Top of SUPPLIED INFORMATION

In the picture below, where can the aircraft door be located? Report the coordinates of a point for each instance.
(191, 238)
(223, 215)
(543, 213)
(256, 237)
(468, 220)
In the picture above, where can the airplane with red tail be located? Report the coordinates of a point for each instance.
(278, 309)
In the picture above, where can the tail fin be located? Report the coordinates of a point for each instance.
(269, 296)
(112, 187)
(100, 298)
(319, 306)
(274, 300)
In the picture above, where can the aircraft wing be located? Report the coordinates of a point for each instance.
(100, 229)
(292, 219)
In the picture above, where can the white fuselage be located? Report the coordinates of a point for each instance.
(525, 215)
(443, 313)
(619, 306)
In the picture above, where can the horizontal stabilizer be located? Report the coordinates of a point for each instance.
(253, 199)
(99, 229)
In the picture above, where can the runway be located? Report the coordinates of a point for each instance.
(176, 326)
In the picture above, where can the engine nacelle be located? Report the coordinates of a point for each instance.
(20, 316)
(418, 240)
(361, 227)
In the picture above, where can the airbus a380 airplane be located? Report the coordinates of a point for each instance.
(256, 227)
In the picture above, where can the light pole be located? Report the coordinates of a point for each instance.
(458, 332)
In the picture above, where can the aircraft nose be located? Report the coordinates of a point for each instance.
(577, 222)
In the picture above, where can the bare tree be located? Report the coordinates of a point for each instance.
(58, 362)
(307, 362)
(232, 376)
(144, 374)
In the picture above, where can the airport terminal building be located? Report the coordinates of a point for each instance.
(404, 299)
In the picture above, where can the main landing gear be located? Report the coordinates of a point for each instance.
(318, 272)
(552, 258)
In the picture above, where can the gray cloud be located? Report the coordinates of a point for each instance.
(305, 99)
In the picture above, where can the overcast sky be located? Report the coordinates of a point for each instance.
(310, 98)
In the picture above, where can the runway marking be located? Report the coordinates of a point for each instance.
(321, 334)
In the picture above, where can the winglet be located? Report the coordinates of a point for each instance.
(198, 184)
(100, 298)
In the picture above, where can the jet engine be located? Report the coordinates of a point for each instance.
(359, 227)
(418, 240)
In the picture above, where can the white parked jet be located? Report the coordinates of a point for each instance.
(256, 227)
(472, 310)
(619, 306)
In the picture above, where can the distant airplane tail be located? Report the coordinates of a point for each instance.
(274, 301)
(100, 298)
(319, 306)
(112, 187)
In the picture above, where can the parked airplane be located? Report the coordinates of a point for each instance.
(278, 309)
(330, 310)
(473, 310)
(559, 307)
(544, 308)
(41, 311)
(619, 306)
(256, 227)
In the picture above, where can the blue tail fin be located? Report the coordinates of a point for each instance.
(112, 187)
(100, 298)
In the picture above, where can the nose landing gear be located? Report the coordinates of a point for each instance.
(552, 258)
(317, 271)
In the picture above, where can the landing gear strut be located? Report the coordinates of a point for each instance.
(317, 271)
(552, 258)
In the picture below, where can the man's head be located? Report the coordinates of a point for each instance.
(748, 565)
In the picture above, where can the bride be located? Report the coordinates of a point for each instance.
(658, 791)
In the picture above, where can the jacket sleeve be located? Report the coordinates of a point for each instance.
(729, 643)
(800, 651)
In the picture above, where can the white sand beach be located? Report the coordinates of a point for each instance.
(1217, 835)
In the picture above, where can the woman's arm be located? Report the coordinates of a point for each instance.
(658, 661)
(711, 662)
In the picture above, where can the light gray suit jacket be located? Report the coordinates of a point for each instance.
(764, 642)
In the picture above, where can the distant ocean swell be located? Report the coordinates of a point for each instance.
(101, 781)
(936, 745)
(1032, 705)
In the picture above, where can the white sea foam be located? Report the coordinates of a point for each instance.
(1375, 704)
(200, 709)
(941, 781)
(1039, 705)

Bottom of SUPPLIED INFORMATION

• **PROBLEM STATEMENT**
Find "In the picture above, where can the distant ocean" in the entries above, then repeat its line and all lines after it exactly, down to the last line.

• **SOLUTION TO THIS TASK**
In the picture above, where can the distant ocean swell be located? Report the coordinates of a point for each instance.
(101, 781)
(936, 745)
(1032, 705)
In the picture above, where can the white sea foam be located? Report the coordinates of a point for each instance.
(1375, 704)
(200, 709)
(941, 781)
(1039, 705)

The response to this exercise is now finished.